> [Instructions to follow]: Look through the data below for the line with "The service MUST place one dot on the wooden mill" and the line with "The service MUST place one dot on the tile", then transcribe exactly from the first through the second, leaving out all pictures.

Start of Data extracts

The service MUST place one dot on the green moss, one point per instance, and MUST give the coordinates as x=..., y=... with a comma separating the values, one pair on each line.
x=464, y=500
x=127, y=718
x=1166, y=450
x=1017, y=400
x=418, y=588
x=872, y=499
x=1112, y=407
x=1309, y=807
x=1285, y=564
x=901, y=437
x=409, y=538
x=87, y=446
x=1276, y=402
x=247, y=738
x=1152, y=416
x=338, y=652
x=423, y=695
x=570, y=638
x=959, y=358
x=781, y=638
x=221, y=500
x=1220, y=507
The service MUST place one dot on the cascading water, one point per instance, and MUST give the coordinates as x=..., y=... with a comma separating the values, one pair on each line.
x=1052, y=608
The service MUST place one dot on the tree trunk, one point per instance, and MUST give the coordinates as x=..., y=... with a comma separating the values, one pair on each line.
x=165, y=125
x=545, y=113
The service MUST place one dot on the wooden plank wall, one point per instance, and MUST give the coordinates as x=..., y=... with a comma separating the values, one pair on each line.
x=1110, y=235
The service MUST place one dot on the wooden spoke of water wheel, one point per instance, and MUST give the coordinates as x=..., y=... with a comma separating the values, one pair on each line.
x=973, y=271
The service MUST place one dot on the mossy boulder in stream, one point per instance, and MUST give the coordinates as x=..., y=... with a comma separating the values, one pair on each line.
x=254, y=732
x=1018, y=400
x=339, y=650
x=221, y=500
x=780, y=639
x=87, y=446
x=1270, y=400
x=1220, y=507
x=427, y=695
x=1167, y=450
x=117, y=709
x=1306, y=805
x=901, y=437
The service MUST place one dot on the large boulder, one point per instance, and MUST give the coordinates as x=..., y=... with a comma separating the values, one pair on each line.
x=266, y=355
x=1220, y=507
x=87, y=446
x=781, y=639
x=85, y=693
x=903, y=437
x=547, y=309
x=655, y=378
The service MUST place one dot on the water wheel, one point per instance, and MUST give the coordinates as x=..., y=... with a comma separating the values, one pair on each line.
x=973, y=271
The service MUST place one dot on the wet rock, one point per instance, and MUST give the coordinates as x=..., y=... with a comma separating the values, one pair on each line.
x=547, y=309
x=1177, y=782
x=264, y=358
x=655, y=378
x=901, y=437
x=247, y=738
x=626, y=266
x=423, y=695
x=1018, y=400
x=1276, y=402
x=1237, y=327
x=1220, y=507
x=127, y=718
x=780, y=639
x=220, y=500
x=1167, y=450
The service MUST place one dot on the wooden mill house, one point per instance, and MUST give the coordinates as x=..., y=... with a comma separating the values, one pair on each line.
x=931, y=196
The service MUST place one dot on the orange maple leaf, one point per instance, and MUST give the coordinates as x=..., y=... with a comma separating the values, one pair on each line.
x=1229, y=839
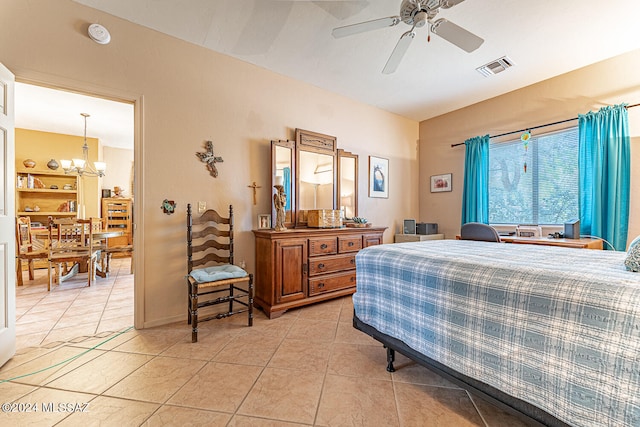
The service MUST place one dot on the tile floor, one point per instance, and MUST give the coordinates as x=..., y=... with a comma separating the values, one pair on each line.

End of Data extracts
Start of Data extracts

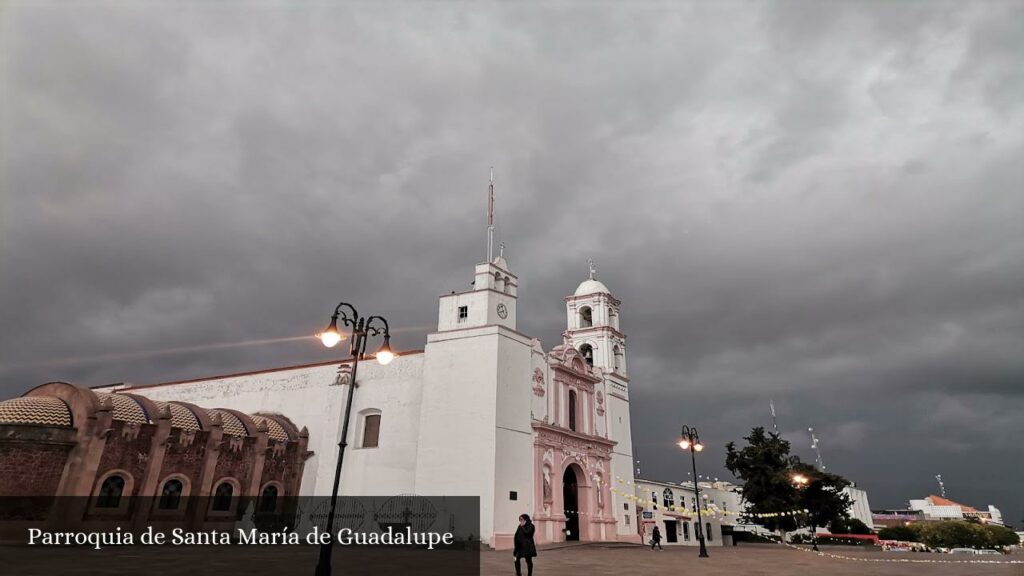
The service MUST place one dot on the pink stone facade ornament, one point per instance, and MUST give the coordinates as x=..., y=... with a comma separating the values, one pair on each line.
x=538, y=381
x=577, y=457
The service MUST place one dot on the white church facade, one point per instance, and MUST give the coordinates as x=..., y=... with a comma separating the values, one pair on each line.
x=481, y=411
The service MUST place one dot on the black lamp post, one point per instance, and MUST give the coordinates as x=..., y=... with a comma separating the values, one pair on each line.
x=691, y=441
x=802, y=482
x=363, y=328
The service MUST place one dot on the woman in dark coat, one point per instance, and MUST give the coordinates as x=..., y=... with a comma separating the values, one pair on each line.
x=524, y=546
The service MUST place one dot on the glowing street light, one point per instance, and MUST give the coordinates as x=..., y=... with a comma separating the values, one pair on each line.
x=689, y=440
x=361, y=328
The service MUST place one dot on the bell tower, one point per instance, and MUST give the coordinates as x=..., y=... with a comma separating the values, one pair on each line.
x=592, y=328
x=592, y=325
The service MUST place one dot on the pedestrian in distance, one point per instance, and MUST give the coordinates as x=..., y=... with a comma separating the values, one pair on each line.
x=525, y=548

End of Data extracts

> [Task solution]:
The service MUST place one dot on the wooden mill house, one point per instance, and MUST give the coordinates as x=..., y=... with a comma separating the values, one pair on each line.
x=931, y=196
The service MUST place one dot on the orange maple leaf, one point per instance, and MUST give the coordinates as x=..., y=... with a comma separating the values, one pair on each line.
x=1229, y=839
The service MUST place one dot on the tile floor, one point per instance, and MUST give the coordinates as x=..., y=... with a comma separating the values, one pair on each line.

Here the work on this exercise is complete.